### Stated problem:
Transcribe the material word for word, but without the images.

Object point labels:
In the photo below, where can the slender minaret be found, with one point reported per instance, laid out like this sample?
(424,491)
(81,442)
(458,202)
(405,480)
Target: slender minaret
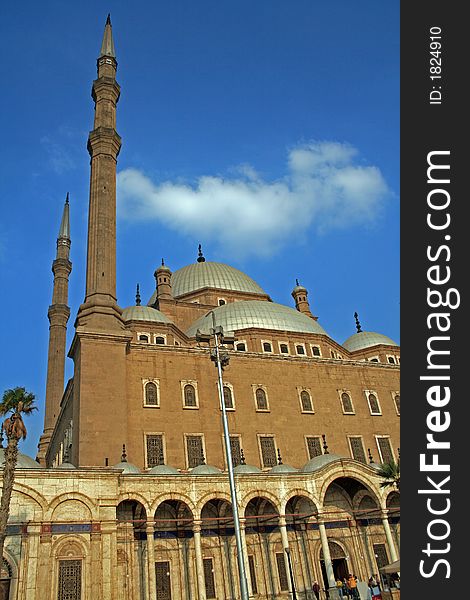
(100,310)
(58,315)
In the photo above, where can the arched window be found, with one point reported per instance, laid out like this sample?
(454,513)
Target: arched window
(261,399)
(189,395)
(347,403)
(306,401)
(151,394)
(374,404)
(228,399)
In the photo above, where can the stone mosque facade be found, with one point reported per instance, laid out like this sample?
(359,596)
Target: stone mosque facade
(129,495)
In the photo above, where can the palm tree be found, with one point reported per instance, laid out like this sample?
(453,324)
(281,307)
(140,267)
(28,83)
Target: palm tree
(390,473)
(15,403)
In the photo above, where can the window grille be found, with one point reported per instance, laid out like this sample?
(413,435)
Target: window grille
(235,449)
(306,401)
(251,564)
(228,399)
(374,404)
(195,450)
(314,447)
(347,403)
(162,575)
(261,399)
(357,448)
(155,450)
(70,580)
(209,578)
(385,450)
(189,395)
(281,569)
(151,394)
(268,451)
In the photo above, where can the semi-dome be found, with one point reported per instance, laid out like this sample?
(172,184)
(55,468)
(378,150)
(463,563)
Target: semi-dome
(257,313)
(24,461)
(163,470)
(212,275)
(144,313)
(205,470)
(367,339)
(317,462)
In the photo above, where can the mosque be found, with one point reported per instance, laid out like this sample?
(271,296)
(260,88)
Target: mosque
(129,496)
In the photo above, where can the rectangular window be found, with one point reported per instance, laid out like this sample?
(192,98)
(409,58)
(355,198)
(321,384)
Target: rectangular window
(162,574)
(155,454)
(209,578)
(235,449)
(268,451)
(313,446)
(282,572)
(70,580)
(357,449)
(195,450)
(385,449)
(251,564)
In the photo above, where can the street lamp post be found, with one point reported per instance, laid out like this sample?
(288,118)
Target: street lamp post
(221,359)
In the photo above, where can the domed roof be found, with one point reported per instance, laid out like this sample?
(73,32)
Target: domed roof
(213,275)
(317,462)
(127,468)
(24,461)
(205,470)
(245,469)
(144,313)
(257,313)
(283,469)
(163,470)
(366,339)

### Result:
In the photo below, where can the slender minaret be found, with one point reported per instance, laid out like this sample?
(424,491)
(81,442)
(458,202)
(405,480)
Target: slender minaret
(100,310)
(58,315)
In the photo above, where can the arched window be found, with one point reported per instance, laid out like this sample?
(454,513)
Target: arched window
(261,399)
(189,395)
(347,403)
(306,401)
(151,394)
(374,404)
(228,399)
In the photo above, where can the stone mosque facade be found, with one point reported per instance, laid out like this sample?
(359,596)
Target: stone mosque facade
(129,495)
In the photo above, where can the palm tree be found, with one point reported per instance, laid out like this sample?
(453,324)
(281,307)
(140,267)
(28,83)
Target: palm tree
(390,473)
(15,403)
In the photo above, where can the window grille be found, with one point reported per instance, laid out like this sample?
(413,435)
Target: window grille
(235,449)
(306,401)
(251,564)
(228,399)
(374,404)
(195,450)
(314,447)
(347,403)
(162,575)
(261,399)
(357,448)
(155,450)
(70,580)
(209,578)
(385,450)
(189,395)
(281,569)
(151,394)
(268,451)
In the photo above, where can the semi-dome be found, with one point reported per instance, laid out like this sample?
(172,184)
(55,468)
(378,150)
(463,563)
Target: semi-dome
(257,313)
(24,461)
(163,470)
(212,275)
(144,313)
(205,470)
(367,339)
(317,462)
In the photo above, where can the mosque be found, with one point reported per instance, laid out like this sample?
(271,296)
(260,88)
Target: mosque
(129,496)
In the photo above, where can the rectangular window be found, with one point reported per instance, laid out like this sample?
(192,98)
(409,58)
(355,198)
(321,384)
Target: rectangular window
(162,574)
(155,454)
(209,578)
(235,449)
(268,451)
(313,446)
(282,572)
(70,580)
(357,449)
(195,450)
(385,449)
(251,564)
In the photo above, where can the street lamp post be found, with one point reported per instance, laid out like this sample?
(288,118)
Target: street lamp post
(221,359)
In the photo above, where can the domed roof be found, with one point reported per instance, laid out like this sample?
(73,32)
Target: domed roof
(213,275)
(317,462)
(127,468)
(24,461)
(205,470)
(245,469)
(144,313)
(257,313)
(283,469)
(163,470)
(366,339)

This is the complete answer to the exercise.